### [Problem description]
Which lines in the records below contain the string "gate"? Pick out each one and copy it.

### [Data shown]
☆ ☆ ☆ ☆ ☆ ☆ ☆

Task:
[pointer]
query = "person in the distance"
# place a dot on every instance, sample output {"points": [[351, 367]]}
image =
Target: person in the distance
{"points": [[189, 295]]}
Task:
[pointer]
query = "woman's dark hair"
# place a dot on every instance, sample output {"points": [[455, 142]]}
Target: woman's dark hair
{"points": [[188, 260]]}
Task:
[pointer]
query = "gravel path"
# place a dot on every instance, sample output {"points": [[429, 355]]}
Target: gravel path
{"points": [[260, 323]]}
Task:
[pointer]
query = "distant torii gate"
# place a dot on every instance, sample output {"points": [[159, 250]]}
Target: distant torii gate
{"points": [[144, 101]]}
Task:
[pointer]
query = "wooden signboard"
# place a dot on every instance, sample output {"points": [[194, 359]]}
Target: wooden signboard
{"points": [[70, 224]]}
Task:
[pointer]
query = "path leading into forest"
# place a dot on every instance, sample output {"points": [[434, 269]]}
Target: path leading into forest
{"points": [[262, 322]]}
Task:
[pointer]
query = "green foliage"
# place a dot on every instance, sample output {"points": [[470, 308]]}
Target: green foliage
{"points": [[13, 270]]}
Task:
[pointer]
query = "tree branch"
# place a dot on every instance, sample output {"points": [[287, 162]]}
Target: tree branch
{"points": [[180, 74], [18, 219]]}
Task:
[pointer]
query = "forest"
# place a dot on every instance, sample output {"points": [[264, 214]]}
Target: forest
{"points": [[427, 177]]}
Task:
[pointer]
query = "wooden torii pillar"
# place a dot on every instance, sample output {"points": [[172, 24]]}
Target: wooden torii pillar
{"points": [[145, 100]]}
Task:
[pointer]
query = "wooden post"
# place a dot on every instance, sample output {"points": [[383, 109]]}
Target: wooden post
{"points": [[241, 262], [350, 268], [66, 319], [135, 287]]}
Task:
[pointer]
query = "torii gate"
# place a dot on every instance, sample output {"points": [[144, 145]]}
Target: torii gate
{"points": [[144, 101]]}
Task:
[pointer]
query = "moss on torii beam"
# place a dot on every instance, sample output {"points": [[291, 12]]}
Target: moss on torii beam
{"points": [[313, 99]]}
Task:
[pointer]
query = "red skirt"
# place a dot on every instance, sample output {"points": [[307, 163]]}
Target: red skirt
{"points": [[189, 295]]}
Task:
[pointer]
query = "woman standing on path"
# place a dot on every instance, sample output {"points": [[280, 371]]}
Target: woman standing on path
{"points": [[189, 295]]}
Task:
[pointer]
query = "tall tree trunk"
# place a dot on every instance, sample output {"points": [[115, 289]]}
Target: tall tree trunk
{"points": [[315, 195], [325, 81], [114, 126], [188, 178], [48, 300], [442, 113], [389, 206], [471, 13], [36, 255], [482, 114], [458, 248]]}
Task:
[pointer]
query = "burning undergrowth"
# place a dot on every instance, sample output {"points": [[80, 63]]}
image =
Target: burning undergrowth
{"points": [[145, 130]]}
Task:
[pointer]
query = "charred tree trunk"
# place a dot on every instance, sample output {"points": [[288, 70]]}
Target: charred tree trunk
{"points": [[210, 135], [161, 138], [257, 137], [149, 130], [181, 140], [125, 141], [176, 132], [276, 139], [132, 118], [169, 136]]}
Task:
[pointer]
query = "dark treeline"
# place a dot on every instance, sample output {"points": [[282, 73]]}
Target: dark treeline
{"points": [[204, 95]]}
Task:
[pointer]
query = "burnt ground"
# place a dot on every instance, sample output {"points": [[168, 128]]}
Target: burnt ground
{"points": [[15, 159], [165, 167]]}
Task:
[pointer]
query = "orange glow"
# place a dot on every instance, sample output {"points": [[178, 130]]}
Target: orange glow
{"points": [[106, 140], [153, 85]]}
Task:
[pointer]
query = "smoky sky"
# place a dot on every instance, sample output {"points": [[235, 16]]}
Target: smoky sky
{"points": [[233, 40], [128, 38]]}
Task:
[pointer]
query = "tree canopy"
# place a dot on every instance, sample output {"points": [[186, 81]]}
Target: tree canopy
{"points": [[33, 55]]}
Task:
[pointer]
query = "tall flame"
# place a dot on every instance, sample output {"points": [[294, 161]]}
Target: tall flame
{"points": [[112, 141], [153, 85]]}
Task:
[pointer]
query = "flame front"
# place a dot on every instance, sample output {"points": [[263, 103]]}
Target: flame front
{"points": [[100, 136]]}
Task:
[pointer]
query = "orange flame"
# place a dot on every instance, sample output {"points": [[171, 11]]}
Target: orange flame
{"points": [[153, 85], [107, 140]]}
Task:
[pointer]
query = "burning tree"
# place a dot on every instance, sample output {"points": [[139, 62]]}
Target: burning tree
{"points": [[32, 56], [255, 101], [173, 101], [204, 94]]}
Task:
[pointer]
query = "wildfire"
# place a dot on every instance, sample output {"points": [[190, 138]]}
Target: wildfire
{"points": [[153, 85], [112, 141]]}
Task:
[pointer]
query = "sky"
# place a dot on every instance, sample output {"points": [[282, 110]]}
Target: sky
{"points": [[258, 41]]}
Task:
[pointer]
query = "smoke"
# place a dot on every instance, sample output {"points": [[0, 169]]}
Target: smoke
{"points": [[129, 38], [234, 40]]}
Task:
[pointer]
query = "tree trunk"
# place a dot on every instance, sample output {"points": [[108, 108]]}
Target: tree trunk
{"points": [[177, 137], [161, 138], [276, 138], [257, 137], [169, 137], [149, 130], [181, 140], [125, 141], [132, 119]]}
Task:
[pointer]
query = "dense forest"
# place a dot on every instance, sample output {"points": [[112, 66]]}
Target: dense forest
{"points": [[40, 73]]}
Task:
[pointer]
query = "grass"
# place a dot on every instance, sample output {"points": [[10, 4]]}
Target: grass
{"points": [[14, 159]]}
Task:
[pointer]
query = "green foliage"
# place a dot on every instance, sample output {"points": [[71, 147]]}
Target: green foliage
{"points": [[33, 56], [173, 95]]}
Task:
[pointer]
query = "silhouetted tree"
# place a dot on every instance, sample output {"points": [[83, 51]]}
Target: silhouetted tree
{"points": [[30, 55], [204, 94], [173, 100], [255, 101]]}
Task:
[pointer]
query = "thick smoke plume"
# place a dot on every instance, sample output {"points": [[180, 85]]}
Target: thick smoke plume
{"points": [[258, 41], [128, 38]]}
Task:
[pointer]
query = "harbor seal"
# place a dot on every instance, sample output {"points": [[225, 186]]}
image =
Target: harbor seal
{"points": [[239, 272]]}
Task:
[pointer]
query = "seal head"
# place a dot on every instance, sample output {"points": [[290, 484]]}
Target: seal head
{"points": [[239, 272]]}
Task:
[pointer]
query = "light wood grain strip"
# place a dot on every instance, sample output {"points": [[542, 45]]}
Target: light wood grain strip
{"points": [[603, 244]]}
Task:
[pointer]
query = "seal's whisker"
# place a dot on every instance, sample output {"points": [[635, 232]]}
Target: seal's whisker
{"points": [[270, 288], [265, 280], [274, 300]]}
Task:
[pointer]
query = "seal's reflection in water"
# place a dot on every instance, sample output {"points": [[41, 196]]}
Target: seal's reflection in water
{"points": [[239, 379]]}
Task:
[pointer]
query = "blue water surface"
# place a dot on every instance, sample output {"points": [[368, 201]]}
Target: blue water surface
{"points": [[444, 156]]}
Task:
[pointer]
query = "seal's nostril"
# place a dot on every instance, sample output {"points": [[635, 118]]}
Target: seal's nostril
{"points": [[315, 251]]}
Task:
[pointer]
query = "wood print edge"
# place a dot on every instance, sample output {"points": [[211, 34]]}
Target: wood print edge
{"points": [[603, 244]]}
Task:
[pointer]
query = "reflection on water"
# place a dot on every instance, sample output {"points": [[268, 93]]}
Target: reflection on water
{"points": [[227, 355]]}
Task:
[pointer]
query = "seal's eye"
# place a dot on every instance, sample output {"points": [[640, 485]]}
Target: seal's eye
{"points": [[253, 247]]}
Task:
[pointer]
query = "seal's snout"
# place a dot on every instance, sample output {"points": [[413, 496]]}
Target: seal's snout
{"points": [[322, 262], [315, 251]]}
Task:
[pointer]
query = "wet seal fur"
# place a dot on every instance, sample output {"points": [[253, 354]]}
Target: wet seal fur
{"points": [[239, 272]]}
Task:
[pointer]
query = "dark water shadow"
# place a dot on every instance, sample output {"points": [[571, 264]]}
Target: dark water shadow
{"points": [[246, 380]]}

☆ ☆ ☆ ☆ ☆ ☆ ☆

### [Answer to the task]
query = "distant torii gate"
Target: distant torii gate
query = "torii gate"
Target: torii gate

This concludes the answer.